**Extrait du document**.
● ● ● ● ●

Voilà un livre attendu par toute la gauche. Il ouvre une perspective sur ce qui pourrait devenir une politique sociale, au sens large, fondée non pas "contre" l’univers libéral, comme s’épuisent à le proposer les antimondialistes, mais "au-dedans", en prônant sa transformation.

Jusque dans les années 1980, le capitalisme rimait avec le progrès social dans les pays occidentaux. Il a su développer un enchaînement vertueux d’essor des grandes entreprises, du salariat, des organisations syndicales, des négociations de compromis entre les managers et les salariés, bref, d’un partenariat capital-travail qu’Aglietta avait décrit sous le nom de "régime fordiste".

Proprieté et contrôle

Que s’est-il passé ensuite ? Pour le saisir, il faut observer le cœur du système capitaliste : la relation entre l’actionnaire et l’entreprise. Comme l’ont écrit les Américains Adolf Berle et Gardiner Means, dans un texte paru au plus fort de la Grande Crise, en 1932 (The Modern Corporation & Private Property, Transaction Publishers), l’importance prise par les sociétés anonymes, dont les actions sont librement achetées et vendues en Bourse, a provoqué une séparation entre la propriété et le contrôle des entreprises. L’actionnaire a perdu son influence en échange d’une rémunération (dividende et hausse du cours), le manager gagné le pouvoir. Cette évolution a, parmi d’autres facteurs, généré le fordisme.

● ● ● ● ●

**Données**.
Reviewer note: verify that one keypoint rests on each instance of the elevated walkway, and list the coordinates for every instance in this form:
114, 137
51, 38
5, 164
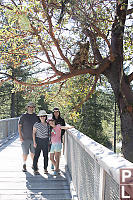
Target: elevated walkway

● ● ● ● ●

**Consignes**.
- A) D'après l'extrait sur le capitalisme, en quelle année a paru le texte d'Adolf Berle et Gardiner Means ?
- B) Modifiez le passage de l'extrait sur le capitalisme qui commence par « Proprieté et contrôle » et se poursuit jusqu'à « généré le fordisme. ». Remplacez-y « Grande Crise » par « Grande Dépression ».

**Réponses**.
- A) En 1932.

- B)
Proprieté et contrôle

Que s’est-il passé ensuite ? Pour le saisir, il faut observer le cœur du système capitaliste : la relation entre l’actionnaire et l’entreprise. Comme l’ont écrit les Américains Adolf Berle et Gardiner Means, dans un texte paru au plus fort de la Grande Dépression, en 1932 (The Modern Corporation & Private Property, Transaction Publishers), l’importance prise par les sociétés anonymes, dont les actions sont librement achetées et vendues en Bourse, a provoqué une séparation entre la propriété et le contrôle des entreprises. L’actionnaire a perdu son influence en échange d’une rémunération (dividende et hausse du cours), le manager gagné le pouvoir. Cette évolution a, parmi d’autres facteurs, généré le fordisme.